━━ The records
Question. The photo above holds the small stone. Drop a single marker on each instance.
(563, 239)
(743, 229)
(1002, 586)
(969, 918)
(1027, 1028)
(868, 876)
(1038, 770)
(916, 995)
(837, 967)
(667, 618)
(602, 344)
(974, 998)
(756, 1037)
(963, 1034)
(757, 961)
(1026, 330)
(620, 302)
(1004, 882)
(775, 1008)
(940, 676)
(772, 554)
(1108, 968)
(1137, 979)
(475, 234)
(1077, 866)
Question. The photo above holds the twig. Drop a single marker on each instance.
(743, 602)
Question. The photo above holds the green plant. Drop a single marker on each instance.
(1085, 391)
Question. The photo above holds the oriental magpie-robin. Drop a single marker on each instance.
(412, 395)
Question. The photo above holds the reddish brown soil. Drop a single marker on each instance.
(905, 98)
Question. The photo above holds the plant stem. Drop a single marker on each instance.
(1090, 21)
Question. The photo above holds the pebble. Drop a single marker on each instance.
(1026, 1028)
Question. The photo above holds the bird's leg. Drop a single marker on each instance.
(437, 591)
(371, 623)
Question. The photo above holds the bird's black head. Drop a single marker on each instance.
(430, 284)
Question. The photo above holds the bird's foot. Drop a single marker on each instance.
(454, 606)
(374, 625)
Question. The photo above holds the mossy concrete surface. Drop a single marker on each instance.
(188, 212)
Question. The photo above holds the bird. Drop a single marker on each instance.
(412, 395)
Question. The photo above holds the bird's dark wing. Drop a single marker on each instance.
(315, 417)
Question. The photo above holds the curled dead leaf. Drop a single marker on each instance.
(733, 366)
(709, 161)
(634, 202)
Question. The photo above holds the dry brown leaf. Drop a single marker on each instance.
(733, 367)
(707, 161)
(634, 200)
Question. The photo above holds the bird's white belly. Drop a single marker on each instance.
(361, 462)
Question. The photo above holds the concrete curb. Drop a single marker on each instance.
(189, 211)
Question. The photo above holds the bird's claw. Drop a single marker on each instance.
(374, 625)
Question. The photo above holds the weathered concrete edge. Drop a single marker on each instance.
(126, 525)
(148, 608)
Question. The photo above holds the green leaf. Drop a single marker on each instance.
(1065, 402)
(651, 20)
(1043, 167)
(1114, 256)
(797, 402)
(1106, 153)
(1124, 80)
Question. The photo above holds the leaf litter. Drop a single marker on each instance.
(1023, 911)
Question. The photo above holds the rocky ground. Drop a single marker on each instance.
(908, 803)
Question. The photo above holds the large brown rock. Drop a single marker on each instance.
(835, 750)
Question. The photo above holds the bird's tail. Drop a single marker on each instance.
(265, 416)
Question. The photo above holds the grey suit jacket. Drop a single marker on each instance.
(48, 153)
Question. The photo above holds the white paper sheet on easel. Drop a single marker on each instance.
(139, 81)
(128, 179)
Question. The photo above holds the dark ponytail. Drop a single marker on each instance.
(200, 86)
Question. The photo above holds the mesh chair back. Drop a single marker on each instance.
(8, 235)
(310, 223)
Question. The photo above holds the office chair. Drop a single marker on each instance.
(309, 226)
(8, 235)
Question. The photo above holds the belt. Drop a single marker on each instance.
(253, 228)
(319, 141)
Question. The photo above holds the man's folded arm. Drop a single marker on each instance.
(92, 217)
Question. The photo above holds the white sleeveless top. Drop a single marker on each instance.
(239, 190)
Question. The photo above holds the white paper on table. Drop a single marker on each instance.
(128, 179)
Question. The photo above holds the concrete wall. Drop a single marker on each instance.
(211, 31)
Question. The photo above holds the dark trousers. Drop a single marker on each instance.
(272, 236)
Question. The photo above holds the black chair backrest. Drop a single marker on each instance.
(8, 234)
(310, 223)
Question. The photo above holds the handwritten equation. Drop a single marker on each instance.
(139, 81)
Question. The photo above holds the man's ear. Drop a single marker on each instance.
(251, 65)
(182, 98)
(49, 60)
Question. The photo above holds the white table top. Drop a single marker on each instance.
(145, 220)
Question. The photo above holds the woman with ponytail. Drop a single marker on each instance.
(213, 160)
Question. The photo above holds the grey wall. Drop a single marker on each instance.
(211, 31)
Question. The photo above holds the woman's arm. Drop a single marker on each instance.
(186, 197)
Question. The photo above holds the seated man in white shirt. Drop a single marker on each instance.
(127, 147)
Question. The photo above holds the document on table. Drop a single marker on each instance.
━━━━
Task brief »
Can you write out the records again, starting with the line containing "Question. The photo above holds the grey wall." and going on through the end of the records, requests included, with 76 added to every coordinate in the answers?

The completed task »
Question. The photo above holds the grey wall. Drop a single marker on each instance.
(287, 107)
Question. The photo above holds the woman's arm. Drop a single marker on each instance.
(262, 273)
Question. The photo above holds the seated man in white shirt. Drop a single marker on each instance.
(203, 223)
Question. The photo above holds the document on table. Drop a single marker on each instance.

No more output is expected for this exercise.